▸ What to work on: Return the listing below word for word.

Some records
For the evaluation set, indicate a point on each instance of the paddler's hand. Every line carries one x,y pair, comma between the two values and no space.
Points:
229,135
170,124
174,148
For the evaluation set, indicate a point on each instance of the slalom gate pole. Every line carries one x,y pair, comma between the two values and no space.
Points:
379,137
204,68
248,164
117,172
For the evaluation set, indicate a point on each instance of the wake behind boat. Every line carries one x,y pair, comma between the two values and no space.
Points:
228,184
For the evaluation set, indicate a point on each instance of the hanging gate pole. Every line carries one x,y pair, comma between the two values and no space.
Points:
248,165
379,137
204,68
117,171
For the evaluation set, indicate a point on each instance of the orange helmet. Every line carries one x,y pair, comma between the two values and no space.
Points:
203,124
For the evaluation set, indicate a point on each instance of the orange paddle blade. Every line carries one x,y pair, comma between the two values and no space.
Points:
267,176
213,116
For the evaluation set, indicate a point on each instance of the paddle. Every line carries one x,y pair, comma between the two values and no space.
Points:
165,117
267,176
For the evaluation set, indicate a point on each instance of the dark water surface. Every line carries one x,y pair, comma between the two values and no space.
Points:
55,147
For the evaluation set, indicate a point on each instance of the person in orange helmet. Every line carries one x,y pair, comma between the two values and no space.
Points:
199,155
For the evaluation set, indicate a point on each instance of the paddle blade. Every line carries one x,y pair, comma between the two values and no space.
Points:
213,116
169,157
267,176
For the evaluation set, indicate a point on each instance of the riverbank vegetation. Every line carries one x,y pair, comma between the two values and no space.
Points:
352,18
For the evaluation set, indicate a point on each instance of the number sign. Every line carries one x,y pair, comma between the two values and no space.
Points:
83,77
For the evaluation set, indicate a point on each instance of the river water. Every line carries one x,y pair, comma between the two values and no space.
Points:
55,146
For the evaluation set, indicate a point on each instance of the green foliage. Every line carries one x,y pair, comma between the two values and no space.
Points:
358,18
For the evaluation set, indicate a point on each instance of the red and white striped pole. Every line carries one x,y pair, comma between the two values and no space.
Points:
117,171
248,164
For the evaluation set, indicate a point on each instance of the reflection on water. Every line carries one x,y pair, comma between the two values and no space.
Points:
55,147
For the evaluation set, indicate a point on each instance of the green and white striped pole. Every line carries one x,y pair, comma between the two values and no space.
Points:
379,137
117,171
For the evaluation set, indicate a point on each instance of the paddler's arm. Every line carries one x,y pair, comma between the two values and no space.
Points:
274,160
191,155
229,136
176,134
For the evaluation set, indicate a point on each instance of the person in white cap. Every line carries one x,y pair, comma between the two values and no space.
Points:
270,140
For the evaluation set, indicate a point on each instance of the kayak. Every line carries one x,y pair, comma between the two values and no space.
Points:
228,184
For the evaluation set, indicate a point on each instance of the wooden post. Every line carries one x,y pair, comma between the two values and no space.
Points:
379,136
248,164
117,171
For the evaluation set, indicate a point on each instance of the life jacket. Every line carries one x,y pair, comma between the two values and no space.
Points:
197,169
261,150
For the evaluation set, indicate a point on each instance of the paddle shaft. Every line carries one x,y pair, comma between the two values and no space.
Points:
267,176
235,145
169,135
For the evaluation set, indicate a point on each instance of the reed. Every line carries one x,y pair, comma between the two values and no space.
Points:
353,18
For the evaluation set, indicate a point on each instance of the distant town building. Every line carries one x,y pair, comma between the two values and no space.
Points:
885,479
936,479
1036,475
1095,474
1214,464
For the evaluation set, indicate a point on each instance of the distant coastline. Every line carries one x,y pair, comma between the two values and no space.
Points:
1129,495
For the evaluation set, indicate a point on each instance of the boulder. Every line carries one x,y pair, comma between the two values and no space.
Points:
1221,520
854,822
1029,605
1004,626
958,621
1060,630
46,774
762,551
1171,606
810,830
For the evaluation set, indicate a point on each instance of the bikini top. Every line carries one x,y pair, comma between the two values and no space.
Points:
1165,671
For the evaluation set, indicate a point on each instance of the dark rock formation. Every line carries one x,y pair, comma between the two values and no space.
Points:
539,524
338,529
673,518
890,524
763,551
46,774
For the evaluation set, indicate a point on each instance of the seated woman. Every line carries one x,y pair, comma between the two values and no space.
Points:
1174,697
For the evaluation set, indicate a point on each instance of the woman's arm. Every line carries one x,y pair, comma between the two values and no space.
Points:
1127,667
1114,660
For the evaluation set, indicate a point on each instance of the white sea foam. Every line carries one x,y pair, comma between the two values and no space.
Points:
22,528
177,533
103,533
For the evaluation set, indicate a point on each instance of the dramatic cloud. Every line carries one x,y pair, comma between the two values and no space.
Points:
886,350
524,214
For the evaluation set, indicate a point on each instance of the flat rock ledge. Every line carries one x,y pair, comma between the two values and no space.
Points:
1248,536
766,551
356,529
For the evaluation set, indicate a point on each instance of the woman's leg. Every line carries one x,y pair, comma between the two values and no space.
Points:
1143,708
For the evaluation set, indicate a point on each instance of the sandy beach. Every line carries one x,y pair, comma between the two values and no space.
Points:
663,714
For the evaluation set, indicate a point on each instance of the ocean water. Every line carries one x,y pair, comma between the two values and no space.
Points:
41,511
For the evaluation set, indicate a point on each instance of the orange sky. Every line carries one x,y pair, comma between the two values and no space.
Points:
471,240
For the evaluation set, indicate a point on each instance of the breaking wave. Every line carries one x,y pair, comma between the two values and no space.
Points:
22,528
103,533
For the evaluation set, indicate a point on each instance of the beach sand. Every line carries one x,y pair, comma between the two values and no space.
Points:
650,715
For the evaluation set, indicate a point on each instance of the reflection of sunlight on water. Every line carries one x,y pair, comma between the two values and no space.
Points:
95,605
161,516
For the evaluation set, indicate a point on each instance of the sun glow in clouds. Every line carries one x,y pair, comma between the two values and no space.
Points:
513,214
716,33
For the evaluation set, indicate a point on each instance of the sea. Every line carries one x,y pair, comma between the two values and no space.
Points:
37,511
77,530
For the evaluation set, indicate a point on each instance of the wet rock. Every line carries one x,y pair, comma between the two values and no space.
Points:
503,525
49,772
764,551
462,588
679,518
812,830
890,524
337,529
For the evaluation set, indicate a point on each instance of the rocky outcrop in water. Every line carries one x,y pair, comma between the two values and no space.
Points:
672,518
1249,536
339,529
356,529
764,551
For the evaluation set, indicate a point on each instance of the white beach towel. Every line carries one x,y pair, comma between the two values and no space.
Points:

▸ Result of this exercise:
For the evaluation set, indicate a point on each instance of the paddler's hand. Every line carries one x,y pair, comma between the two values and no space.
Points:
229,135
170,124
174,148
For the evaluation set, indicate a point on each instance of the slalom gate pole. Every line carries one x,y pair, comma between the two values and no space.
Points:
379,137
204,68
248,164
117,172
For the evaluation set, indicate a point on each instance of the wake behind boat. Every line carries one x,y pair, comma between the two values and no space.
Points:
228,184
For the evaluation set, indicate a point on each instance of the hanging gate pole. Every line carries one x,y pair, comma between the two values and no space.
Points:
248,165
379,137
204,68
117,171
For the evaluation set, indicate a point on each instance of the orange helmet. Every line carries one x,y pair, comma between the two values and no space.
Points:
203,124
For the evaluation set, indicate a point on each instance of the orange paddle blade. Every line carries one x,y pair, comma between the two values and no space.
Points:
267,176
213,116
For the evaluation set, indicate a point on each instance of the paddle. Every line carries one x,y pair, comma between the two values and no space.
Points:
165,117
267,176
For the evaluation set, indicate a point on each instance of the dark water surface. Every line carries one x,y pair, comma between the two values and no space.
Points:
55,147
For the evaluation set, indicate a point on each instance of the person in orange helmet. Every line carries one x,y pair, comma between the two values and no space.
Points:
199,155
For the evaluation set, indicate a point on each instance of the paddle blade. Every line carries one x,y pair, comma between the two values and no space.
Points:
213,116
169,157
267,176
For the evaluation set, indicate a point on each instance of the riverbank vegetation. Every line carries one x,y pair, comma between the two values and no space.
Points:
352,18
For the evaluation set, indicate a point on each instance of the number sign. Every line carries one x,y pair, comma between the two values and no space.
Points:
83,77
For the evaluation set, indicate a point on each instance of the river water. Every line carries one x,y pair, comma between the two values and no space.
Points:
55,146
For the evaluation set, indicate a point on each instance of the green foliage. Every line carries one x,y pair, comma between the two values and no space.
Points:
358,18
For the evaluation set, indicate a point on each instance of the red and white striped pole. Every line carries one x,y pair, comma between the two values and no space.
Points:
117,171
248,164
For the evaluation set, indicate a point on each instance of the reflection on water. Every line carries one x,y pair, comma between the two values and no space.
Points:
55,147
For the evaluation set, indicate a point on each instance of the green and white striped pole. Every line carries one x,y pair, comma between the two values and no space.
Points:
379,137
117,171
For the evaluation set, indicate a point on each instance of the paddler's arm. Every line carries one x,y pair, comma between the two values and no space.
Points:
274,160
191,155
229,136
176,134
For the evaluation set, indicate a point on each instance of the person in white cap. Every line carries one x,y pair, comma between the two values and no space.
Points:
270,140
For the evaluation set, indicate a point on each instance of the kayak. Every line carries one x,y pair, comma between the two values and no space.
Points:
228,184
For the evaluation set, indicate a point on each instance of the wooden post. Every line carries one x,y pair, comma between the two values and no space.
Points:
379,136
248,164
117,171
For the evaluation set, indicate a point on each instance of the life jacket. Every line carries one x,y pair, comma between the two values and no space.
Points:
197,169
261,150
For the evaluation set, indicate a point on each instance of the paddle shaft. Every line carries one x,y pair, comma between the two values and no space.
Points:
267,176
235,145
169,135
For the evaluation set, indicate a point on each instance of the reed. Every line carries one x,y pair, comma between the two values and no space.
Points:
353,18
For the evaluation set, indicate a point on each instance of the distant town building. Every line carries one x,y pair, comma between the two values and no space.
Points:
885,479
936,479
1036,475
1095,474
1214,464
For the evaluation set, indicate a point on each instance of the distant coastline. Every line carries one x,y pair, comma between the two values and no space.
Points:
1129,495
For the evaluation set, indicate a point on each instance of the boulder. Every line carries one x,y pair, comma between the two values and no space.
Points:
1221,520
854,822
1029,605
1004,626
958,621
1060,630
46,774
762,551
1171,606
810,830
For the evaluation set, indicate a point on each instance of the bikini top. Every line carries one x,y pair, comma between the two values and no space.
Points:
1165,671
For the evaluation set, indicate a point on each instance of the dark rock formation. Every line carries one x,y pair, comma between the two values and no space.
Points:
539,524
338,529
673,518
890,524
763,551
46,774
For the evaluation set, indicate a point on each instance of the seated woman. Every line carries one x,y pair, comma between the two values and no space.
Points:
1174,697
For the evaluation set, indicate a point on each instance of the woman's arm. Every line carries one x,y pair, comma between the two values and no space.
Points:
1127,667
1114,660
For the evaluation set, indicate a point on each instance of the white sea foam. Every line carries one x,y pair, comma between the two values and no space.
Points:
22,528
177,533
103,533
For the evaluation set, indicate a point on each instance of the dramatic cloud. Every line carries one x,y pair, comma between the two values and no space.
Points:
886,350
524,214
For the evaluation set, indicate a point on each instance of the flat rock ledge. Every line carries one x,y pair, comma between the two values and no space.
Points:
1248,536
766,551
356,529
For the evaluation set, indicate a point on each instance of the woman's leg. Every line carries one x,y pair, comma between the two values and no space.
Points:
1143,708
For the evaluation set, indicate a point on each instance of the sandy beach. Every line carries one x,y pair, comma between the two values and no space.
Points:
663,714
For the evaluation set, indicate a point on each instance of the ocean water. Every line carries one x,y pair, comma between the two values and no space.
Points:
41,511
For the evaluation set, indicate a point on each instance of the orange sky. Every line carries one x,y pair, comma between the two values and no space.
Points:
471,240
For the evaluation set, indicate a point on each instance of the breaking wave. Every line carries one x,y pair, comma between the two values and no space.
Points:
22,528
103,533
For the evaluation set, indicate a point on each instance of the beach sand. Every line carries one x,y pair, comma between the two values and no space.
Points:
650,715
For the evaluation set, indicate a point on each instance of the reflection of sunlight on water. Every line carries one x,y pair, comma between the two values and no space.
Points:
95,605
161,516
For the evaluation set, indicate a point on each instance of the sun glow in clouds. Every line carries one x,y pair, comma between the two values and no space.
Points:
513,214
716,33
For the evaluation set, indicate a point on each instance of the sea. Every line carries one x,y pair, comma between the two values and no space.
Points:
37,511
77,530
For the evaluation set, indicate a point on each instance of the wet rock. Every line carries one x,y pair, comma between the two values and no space.
Points:
503,525
49,772
764,551
462,588
679,518
812,830
890,524
337,529
For the evaluation set, indicate a point on each instance of the rocky outcrop in water. Every line carries one x,y pair, comma between the two values and no space.
Points:
672,518
1249,536
339,529
356,529
764,551
For the evaluation set, indicate a point on each instance of the white beach towel. Every line carries one x,y pair, comma between the two values and no space.
Points:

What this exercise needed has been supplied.